A block of data
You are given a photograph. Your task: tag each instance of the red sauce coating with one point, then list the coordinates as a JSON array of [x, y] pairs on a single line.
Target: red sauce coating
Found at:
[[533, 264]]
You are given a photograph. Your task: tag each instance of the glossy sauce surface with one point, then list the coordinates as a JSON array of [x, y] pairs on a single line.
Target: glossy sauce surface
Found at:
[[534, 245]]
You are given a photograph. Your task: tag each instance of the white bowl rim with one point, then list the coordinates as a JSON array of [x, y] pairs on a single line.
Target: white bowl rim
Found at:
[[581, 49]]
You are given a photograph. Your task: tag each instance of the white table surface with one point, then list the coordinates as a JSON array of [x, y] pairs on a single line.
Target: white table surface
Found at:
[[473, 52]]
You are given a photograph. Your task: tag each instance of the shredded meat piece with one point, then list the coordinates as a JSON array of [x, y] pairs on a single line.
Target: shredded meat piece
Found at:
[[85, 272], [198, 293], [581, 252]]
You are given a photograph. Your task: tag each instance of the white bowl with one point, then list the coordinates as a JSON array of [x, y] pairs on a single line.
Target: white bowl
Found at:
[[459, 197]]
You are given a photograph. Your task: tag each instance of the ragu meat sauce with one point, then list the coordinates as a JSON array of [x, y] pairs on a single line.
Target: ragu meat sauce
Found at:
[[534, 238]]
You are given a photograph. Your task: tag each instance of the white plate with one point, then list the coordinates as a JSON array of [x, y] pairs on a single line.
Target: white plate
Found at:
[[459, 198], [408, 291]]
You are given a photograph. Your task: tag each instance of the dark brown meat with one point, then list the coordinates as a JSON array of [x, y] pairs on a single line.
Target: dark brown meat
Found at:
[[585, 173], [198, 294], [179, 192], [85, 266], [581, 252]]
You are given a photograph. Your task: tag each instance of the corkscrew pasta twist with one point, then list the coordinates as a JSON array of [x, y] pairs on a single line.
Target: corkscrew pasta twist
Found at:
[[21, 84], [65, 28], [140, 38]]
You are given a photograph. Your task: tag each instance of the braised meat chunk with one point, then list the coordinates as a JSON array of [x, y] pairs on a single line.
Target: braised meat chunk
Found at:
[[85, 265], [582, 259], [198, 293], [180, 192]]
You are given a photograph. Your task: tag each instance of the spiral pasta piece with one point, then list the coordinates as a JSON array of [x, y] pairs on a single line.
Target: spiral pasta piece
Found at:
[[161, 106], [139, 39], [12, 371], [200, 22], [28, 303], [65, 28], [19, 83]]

Exercise task: Please print the lines above exactly, from the first line to the last.

Correct result:
You are given a photograph. Your task: tag each instance of the red sauce coating with one point, then list the coordinates as a JSON array of [x, y] pairs on a single line.
Target: red sauce coating
Found at:
[[533, 264]]
You are given a photograph. Your task: tag each instance of the glossy sauce surface with one point, then list the coordinates as a JSON array of [x, y] pairs on a single line.
Target: glossy sauce surface
Found at:
[[534, 245]]
You are given a photograph. Your task: tag each instance of the white bowl rim with one point, then list the coordinates as a JSON array of [x, y] pairs on a single line.
Target: white bowl rim
Found at:
[[581, 49]]
You are given a photograph. Your task: tag each instance of the white table surface with one point, then list the coordinates as a JSON array of [x, y] pairs on a single line.
Target: white table surface
Found at:
[[473, 52]]
You are given a photograph. Your task: tag each instance of the shredded meat piece with one point, then list the coordinates as a JSON array of [x, y] pairs on a single line.
Target: shredded meat piece
Found at:
[[85, 272], [198, 293], [581, 252]]
You are given a photograph. Your task: tag each instance of the white bowl with one point, then list the coordinates as a JSON array of [x, y] pairs on a single line.
Target: white bowl
Found at:
[[459, 197]]
You are given a photograph. Your task: tag each instance of the ragu meat sauce with one point, then list the coordinates as a JSON array of [x, y] pairs on a single line.
Target: ragu meat sauce
Found at:
[[534, 238]]
You are given a photograph. Your task: tag each instance of the white plate with one point, then list the coordinates as a JSON array of [x, y] pairs on a single line.
Target: white plate
Found at:
[[459, 198], [408, 291]]
You are given a photograph. Your task: tag each instance of the dark brown meat with one point, then list the coordinates as a JSON array of [x, y] pairs on a single line.
Target: dark brown meat
Found at:
[[585, 173], [198, 294], [179, 192], [85, 266], [581, 252]]
You are given a photograph. Your task: tag each instance of the corkscrew pasta twist with one point, then list the coordinates as a JSON array of [x, y] pairs on a single line.
Target: corkscrew pasta twist
Found at:
[[21, 84], [65, 28], [140, 38]]
You are given a photograph. Your task: tag each instance of the braised meat chunk with one point, then list the coordinates as a JSON array of [x, y] pairs on a single line.
Target: braised meat chunk
Found at:
[[85, 265], [582, 259], [198, 293], [180, 192]]
You are given a photograph. Your task: tag each instance of the spiral pasta piece with one point, then list the coordinates as a JSON array of [x, y] pairs on a single line.
Target: spiral pasta piece
Found at:
[[161, 106], [139, 39], [12, 371], [200, 22], [28, 303], [65, 28], [19, 83]]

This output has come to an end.